6 giugno 2020
Aggiornato 22:30
Calcio | Nazionale

Lazio-Milan, anatomia di una rivoluzione

Le due squadre si ritrovano all’Olimpico a distanza di quasi 7 mesi dall’ultimo confronto finito sull’1-1 al termine di una partita dominata dalla Lazio. Di quel Milan però sono rimasti solo 3 calciatori e anche i biancocelesti sono cambiati tanto.

Il gol vittoria di Suso contro il Cagliari
Il gol vittoria di Suso contro il Cagliari ANSA

MILANO - Era il 13 febbraio, vigilia di San Valentino, e una delle versioni del Milan più brutte viste negli ultimi anni riusciva a venir fuori indenne dallo stadio Olimpico dopo essere stato letteralmente preso a pallate dalla brillante Lazio di Simone Inzaghi. Allora ci pensò Suso, con un’invenzione formidabile arrivata al tramonto del match, a sistemare le cose e a consentire a Montella di tornare a Milano con un punticino, misero ma quando mai importante vista la crisi di quel momento.

- Dati da esaminare
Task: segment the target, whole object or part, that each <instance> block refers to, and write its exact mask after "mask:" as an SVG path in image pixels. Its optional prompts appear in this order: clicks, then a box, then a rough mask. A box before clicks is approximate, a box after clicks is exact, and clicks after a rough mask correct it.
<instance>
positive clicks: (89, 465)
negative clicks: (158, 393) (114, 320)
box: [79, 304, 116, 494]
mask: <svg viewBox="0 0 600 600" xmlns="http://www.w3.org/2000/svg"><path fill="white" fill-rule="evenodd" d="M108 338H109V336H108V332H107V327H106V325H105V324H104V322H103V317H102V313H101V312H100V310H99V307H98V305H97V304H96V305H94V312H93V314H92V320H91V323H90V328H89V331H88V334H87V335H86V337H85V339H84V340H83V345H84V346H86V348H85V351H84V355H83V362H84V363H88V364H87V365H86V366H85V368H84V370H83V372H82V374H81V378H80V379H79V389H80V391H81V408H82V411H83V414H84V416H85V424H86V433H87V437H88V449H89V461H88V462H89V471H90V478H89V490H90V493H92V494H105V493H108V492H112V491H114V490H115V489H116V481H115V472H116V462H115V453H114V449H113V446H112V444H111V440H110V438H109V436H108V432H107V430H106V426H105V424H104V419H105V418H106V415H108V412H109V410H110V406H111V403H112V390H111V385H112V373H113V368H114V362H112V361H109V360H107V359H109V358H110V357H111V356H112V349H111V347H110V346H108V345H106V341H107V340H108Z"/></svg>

- Consegna A
Elenca tutte le squadre di calcio nominate nell'articolo su Lazio-Milan.
- Consegna B
Fornisci il seguito dell'articolo su Lazio-Milan, cominciando dopo la sua ultima frase.

- La tua risposta A
Lazio, Milan, Cagliari

- La tua risposta B
Rivoluzione
Da allora non sono passati neppure 7 mesi ma sembra un secolo fa. Di quel Milan i pochissimi reduci sono soltanto 3, appunto Suso, il titolarissimo Donnarumma e Ignazio Abate che probabilmente troverà posto in squadra solo grazie all’infortunio subito da Conti con la maglia della Nazionale. 
Tutti gli altri saranno nuovi, a conferma dell’autentica rivoluzione avvenuta in via Aldo Rossi in questi ultimi mesi. Per la cronaca, tra le tante novità rossonere un posto speciale lo merita Lucas Biglia, che quel 13 febbraio c’era, ma indossava la maglia biancoceleste e la fascia di capitano della Lazio.

Nuovo Milan
Era un Milan scadente, nel quale trovarono posto nell’undici titolare giocatori attualmente confinati in panchina o addirittura ceduti come Gustavo Gomez, Zapata, Vangioni, Poli, Ocampos etc. etc.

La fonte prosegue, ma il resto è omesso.